[Entries from a pointing dataset]
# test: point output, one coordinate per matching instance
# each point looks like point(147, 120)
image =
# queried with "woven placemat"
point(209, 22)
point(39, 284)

_TASK STATEMENT_.
Update the lines above by swapping "woven placemat" for "straw placemat" and keeping everything else the same.

_PROBLEM SOLUTION_.
# test: point output, one coordinate per matching instance
# each point looks like point(147, 120)
image =
# queried with "straw placemat"
point(209, 22)
point(39, 284)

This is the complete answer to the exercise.